[Excerpt to read]
§

Old Wolfstein Castle (Burg Alt-Wolfstein, also called the Altes Schloß), is a ruined hillside castle on the eastern slopes of the Königsberg at the narrowest point in the Lauter valley near Wolfstein in the county of Kusel in the German state of Rhineland-Palatinate.

== History ==
Old Wolfstein was probably built under Emperor Frederick Barbarossa around 1160/70 to guard and administer the Imperial Estate around Kaiserslautern.

The castle is first recorded in 1275 as Woluistein. At that time it was occupied by imperial ministeriales.

In the 14th century the castle acted as security (Pfandobjekt), and, as an imperial pledge (Reichspfand), ended up in the possession of the counts of Sponheim and counts of Veldenz. Baldwin of Luxembourg made several unsuccessful attempts to acquire the castle through an imperial mortgage (Reichspfandschaft).

§

[Rows drawn from a dataset]

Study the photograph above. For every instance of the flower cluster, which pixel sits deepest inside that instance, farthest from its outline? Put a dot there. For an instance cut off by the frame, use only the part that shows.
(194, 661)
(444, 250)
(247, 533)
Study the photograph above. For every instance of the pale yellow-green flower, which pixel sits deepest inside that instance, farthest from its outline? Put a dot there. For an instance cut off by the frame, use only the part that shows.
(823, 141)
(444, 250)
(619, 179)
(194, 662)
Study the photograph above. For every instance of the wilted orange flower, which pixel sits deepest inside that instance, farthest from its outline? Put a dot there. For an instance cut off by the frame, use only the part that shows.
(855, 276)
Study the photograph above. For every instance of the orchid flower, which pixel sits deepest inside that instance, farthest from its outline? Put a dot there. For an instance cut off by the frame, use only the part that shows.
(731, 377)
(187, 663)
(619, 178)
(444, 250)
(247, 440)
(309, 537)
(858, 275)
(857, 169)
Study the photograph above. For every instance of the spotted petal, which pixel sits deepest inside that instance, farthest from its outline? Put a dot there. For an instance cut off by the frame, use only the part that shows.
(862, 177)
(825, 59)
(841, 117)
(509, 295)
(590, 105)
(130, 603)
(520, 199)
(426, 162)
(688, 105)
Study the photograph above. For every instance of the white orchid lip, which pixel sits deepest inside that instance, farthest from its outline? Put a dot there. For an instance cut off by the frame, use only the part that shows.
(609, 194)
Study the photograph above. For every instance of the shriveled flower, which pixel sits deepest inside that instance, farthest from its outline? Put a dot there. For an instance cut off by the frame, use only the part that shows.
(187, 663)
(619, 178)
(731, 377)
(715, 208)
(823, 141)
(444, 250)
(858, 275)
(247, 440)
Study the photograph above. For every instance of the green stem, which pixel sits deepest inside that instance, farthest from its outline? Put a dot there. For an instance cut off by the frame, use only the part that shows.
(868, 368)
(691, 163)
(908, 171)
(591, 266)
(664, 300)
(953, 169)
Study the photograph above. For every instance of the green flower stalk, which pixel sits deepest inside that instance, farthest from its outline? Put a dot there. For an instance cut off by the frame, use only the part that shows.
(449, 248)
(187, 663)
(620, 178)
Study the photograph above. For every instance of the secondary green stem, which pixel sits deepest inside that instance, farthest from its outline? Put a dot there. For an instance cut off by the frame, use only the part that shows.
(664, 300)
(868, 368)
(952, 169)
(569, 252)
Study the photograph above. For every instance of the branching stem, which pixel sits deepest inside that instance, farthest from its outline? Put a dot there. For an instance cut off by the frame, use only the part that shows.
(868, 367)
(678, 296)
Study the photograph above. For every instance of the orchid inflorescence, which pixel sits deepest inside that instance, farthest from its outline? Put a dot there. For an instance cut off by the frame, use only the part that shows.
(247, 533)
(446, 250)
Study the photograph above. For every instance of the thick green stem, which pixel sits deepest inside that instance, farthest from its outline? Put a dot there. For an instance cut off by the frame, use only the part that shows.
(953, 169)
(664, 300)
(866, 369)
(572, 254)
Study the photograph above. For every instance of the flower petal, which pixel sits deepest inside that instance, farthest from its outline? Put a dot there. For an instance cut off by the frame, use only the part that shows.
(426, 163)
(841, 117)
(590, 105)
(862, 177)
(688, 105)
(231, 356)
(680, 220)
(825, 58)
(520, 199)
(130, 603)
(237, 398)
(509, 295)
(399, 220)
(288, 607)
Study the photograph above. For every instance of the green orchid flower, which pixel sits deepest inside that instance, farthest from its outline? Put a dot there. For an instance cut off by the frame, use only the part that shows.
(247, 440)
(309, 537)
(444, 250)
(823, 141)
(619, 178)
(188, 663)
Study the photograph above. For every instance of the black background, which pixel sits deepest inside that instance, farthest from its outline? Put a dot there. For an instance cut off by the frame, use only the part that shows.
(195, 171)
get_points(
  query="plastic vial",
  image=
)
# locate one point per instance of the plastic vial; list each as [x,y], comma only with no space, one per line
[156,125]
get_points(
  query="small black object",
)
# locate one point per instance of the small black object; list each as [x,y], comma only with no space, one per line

§

[Activity list]
**1.** From the passage on Old Wolfstein Castle, copy word for word the part starting at "Old Wolfstein Castle" and ending at "state of Rhineland-Palatinate.".
**2.** In the passage on Old Wolfstein Castle, shorten the paragraph beginning "In the 14th century the castle acted as security" into a briefer version that keeps its main facts.
**3.** Write the next part of the passage on Old Wolfstein Castle, picking up after its last sentence.

[Outputs in order]
**1.**
Old Wolfstein Castle (Burg Alt-Wolfstein, also called the Altes Schloß), is a ruined hillside castle on the eastern slopes of the Königsberg at the narrowest point in the Lauter valley near Wolfstein in the county of Kusel in the German state of Rhineland-Palatinate.

**2.** In the 14th century the castle served as security and, as an imperial pledge, passed to the counts of Sponheim and Veldenz. Baldwin of Luxembourg tried several times to acquire it through an imperial mortgage, without success.

**3.**
Repeated raids on the castle defenders, who came from Sponheim ministeriales families, led to armed conflicts. In 1362 the Bishop of Speyer occupied the castle; in 1400 the Archbishops of Mainz and Trier, the Duke of Lorraine and Count Palatine Rupert III besieged the castle. As a consequence, Electoral Palatinate received a quarter of the castle.

In the 15th and 16th centuries, Electoral Palatinate and the Duchy of Zweibrücken fought for possession of the castle.
The dispute ended in 1504 with its destruction by Prince-Elector Philip of the Palatinate. After that, Old Wolfstein was allowed to fall into ruin.

In the 19th and 20th centuries the ruins came into the possession of the Kingdom of Bavaria and, since 1963, have been managed by the Castle Authorities of Rhineland-Palatinate (Schlösserverwaltung von Rheinland-Pfalz). The latter carried out safety work on the walls in the years 1979 to 1981 and 1985 to 1986. The remains of the castle ruins include a 20-metre-high bergfried.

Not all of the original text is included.